Goal of the exercise:
Answer these from the year-in-review post:
(a) How many days into 2012 was the baby born?
(b) What kind of job did the writer consider while weighing work choices?
(c) What does the writer say writing is like?

Reading text:
╭──

Here we are at the last day of 2012. I was thinking about what one word I would use to describe this year, and you know, I can’t pinpoint one. Contenders included joyous, exhausting, triumphant, devastating, difficult, life-changing and life-affirming. I think they could all apply equally, depending on which part of my life I’m looking at and/or the time frame.
January – having a baby
Dude. Thirteen days into 2012, I had a baby! Wow, what an experience. Becoming a mother has been everything I thought it would be and so much more. And when I say “so much more,” I mean the highs are higher than I thought they would be, and the lows have been (unfortunately) lower and much more difficult to deal with than I thought they would be. How much being a person of God, and of others, motherhood has taught me already. It’s been almost a year since I first met Baby I and I’m still reeling.
February – began wrestling with work decisions
Until my maternity leave, working had always just been a given. Of course I knew enough about having a baby before she arrived that I knew I would be sad to leave her once my leave ended. But I never expected to be reevaluating my choices like I did over Winter 2012. It’s not that I particularly enjoyed maternity leave; in fact, I loved taking care of my baby, but I found it tedious in the most difficult way. Deep down, I knew staying at home full time wouldn’t be for me, but I did contemplate part-time employment. Obviously, in the end, that wasn’t for me, either. And to be truthful, this evaluation was fantastic for me. Knowing why I work has given me a new appreciation for it.
May – started this blog
Starting this blog definitely makes the list, because I think I’m accomplishing something important to me here. In my first post, I expressed frustration in not being able to write much anymore. Now, I’m writing regularly. Even though I’m still a bit derailed from my first love (fiction), any writer will tell you that writing is like a muscle. You have to exercise it. So, maybe my end goal is to run a marathon, but I can’t train for distances just now. I’m still staying in shape with sprints, and that’s so much better than just letting myself go.

╰──

Entries supplied:
╭──

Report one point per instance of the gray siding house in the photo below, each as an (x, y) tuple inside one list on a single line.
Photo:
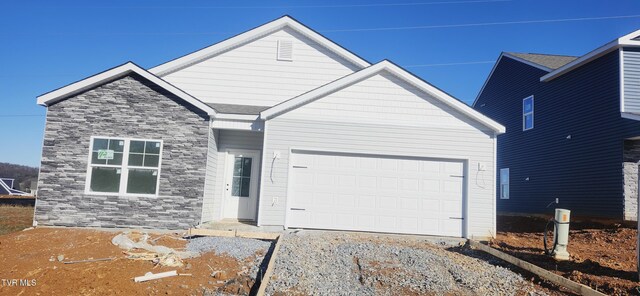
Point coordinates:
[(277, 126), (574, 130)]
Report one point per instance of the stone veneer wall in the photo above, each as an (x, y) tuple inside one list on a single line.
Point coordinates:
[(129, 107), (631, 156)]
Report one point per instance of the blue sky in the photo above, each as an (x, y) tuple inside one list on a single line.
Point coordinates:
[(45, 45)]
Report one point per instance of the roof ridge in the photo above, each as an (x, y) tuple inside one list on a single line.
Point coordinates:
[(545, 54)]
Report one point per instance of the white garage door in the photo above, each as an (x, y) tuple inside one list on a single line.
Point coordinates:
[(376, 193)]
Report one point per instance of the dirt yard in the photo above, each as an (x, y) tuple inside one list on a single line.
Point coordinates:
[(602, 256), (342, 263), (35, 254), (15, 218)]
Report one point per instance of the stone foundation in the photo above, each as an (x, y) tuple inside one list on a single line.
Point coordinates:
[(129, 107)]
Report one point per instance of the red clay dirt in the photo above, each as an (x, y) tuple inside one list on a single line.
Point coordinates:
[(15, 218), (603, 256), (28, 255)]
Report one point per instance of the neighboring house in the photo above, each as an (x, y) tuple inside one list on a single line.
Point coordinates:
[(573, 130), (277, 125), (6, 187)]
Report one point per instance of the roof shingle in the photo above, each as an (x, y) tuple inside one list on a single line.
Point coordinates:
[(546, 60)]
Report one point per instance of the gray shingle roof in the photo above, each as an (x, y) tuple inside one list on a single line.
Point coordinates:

╰──

The result:
(a) Thirteen days.
(b) Part-time employment.
(c) A muscle.